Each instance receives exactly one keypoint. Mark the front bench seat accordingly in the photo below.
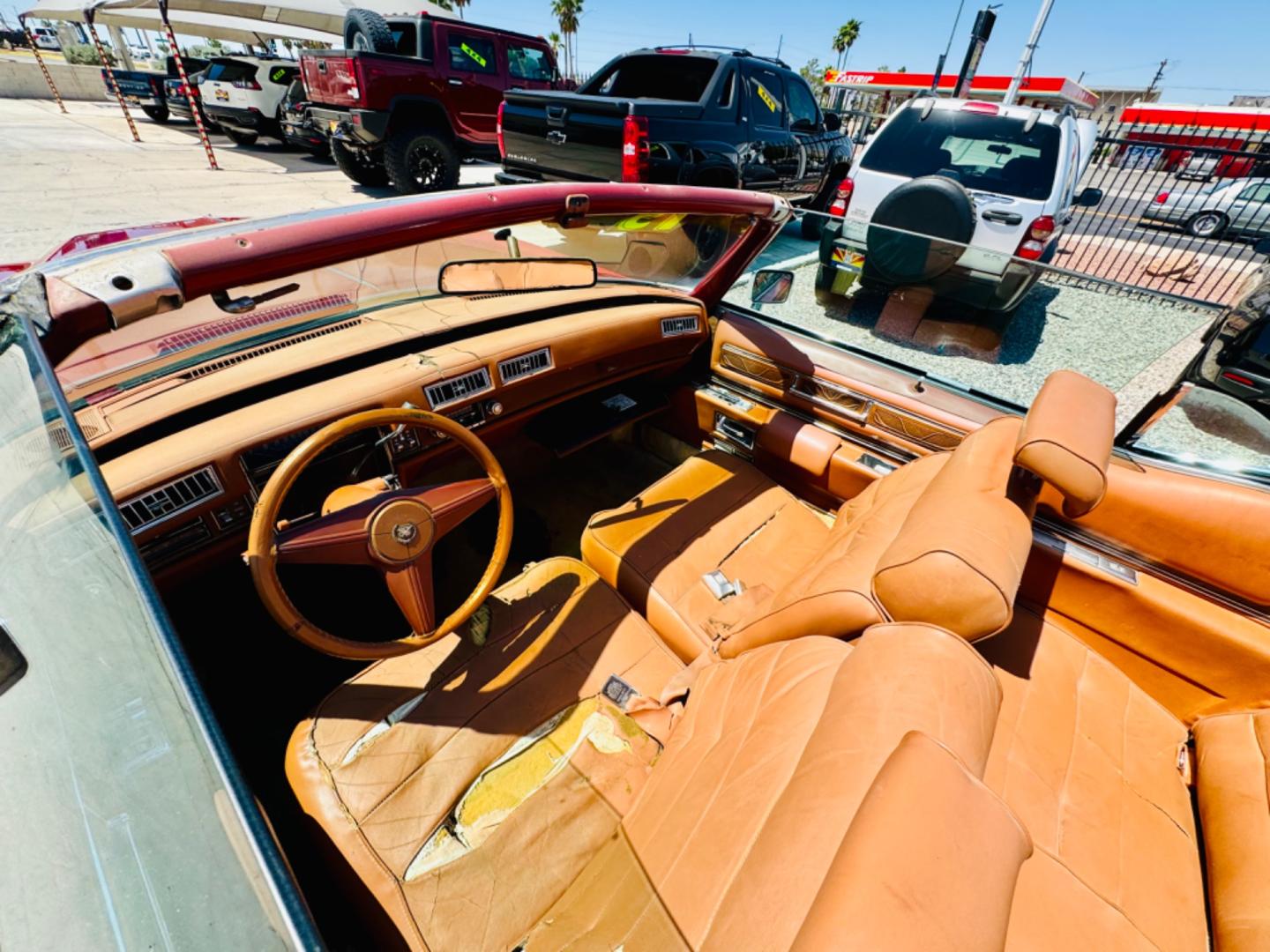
(966, 519)
(470, 815)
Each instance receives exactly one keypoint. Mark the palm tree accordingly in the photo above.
(843, 40)
(568, 13)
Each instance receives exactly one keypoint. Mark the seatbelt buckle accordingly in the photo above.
(719, 585)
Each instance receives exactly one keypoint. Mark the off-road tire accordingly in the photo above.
(421, 159)
(1208, 225)
(358, 165)
(366, 29)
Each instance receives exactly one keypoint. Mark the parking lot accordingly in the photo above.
(77, 173)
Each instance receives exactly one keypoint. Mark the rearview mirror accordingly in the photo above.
(1090, 197)
(502, 276)
(771, 287)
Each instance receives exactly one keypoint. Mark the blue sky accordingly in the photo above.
(1215, 49)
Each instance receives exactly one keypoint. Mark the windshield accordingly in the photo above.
(657, 77)
(675, 250)
(983, 152)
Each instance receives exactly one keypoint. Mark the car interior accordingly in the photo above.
(614, 617)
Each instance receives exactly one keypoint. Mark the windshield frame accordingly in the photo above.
(17, 324)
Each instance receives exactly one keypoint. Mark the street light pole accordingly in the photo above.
(1025, 60)
(944, 56)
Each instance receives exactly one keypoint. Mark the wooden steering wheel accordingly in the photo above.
(389, 530)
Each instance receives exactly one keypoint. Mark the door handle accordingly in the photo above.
(1002, 217)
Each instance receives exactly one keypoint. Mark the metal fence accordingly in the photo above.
(1181, 206)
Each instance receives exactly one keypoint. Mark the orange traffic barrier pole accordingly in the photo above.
(49, 77)
(188, 88)
(109, 75)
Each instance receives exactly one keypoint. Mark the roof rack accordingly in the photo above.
(735, 49)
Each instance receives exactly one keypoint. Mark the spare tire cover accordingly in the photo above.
(941, 213)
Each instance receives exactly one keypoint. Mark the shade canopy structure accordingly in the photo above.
(230, 29)
(324, 16)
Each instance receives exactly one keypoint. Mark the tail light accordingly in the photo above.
(355, 77)
(634, 149)
(1033, 245)
(842, 198)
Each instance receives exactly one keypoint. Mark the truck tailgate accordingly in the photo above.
(563, 135)
(332, 79)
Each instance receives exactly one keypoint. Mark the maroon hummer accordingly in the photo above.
(412, 97)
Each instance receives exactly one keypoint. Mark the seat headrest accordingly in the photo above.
(930, 861)
(959, 557)
(1067, 437)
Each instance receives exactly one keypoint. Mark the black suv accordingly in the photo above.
(689, 115)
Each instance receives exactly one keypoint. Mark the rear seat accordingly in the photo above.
(1090, 764)
(1232, 775)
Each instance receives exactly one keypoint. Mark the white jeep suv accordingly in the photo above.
(952, 193)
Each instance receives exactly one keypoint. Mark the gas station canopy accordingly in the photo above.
(230, 29)
(1054, 92)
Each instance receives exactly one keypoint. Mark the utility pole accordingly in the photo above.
(1160, 75)
(1025, 60)
(944, 56)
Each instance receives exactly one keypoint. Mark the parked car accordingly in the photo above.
(178, 106)
(690, 115)
(996, 183)
(149, 89)
(413, 97)
(297, 129)
(244, 95)
(1237, 208)
(1236, 354)
(811, 649)
(46, 38)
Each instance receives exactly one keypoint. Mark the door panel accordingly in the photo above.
(1211, 531)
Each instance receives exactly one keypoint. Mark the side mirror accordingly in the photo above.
(1090, 198)
(771, 287)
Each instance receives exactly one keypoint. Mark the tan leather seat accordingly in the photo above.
(489, 800)
(1090, 764)
(941, 539)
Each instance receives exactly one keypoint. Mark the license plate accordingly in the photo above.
(848, 260)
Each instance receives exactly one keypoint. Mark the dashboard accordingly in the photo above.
(188, 462)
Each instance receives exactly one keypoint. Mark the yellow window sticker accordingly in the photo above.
(649, 222)
(768, 100)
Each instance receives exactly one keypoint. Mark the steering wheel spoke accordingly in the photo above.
(412, 591)
(338, 539)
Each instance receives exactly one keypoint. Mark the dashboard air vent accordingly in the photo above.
(525, 365)
(170, 498)
(673, 326)
(456, 389)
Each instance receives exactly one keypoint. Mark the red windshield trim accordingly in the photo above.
(249, 257)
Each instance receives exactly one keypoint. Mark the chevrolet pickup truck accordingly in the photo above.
(412, 97)
(147, 89)
(691, 115)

━━━━━━━━━━━━━━━━━━━━

What to work on » Copy out, word for word, the stretch from the line containing "vent accordingly in the photo above." through the last line of the items above.

Result »
Each instance receives exactly one keypoint. Mark the dashboard air vent accordingly in the photo above.
(525, 365)
(170, 498)
(673, 326)
(456, 389)
Each instance receives exactly one keypoint. Mark the red windshield trim accordingly in the photo above.
(249, 257)
Each instance receives exactly one keypoint. Mark the chevrolet pickup truck accordingly in the photo above.
(412, 97)
(147, 89)
(691, 115)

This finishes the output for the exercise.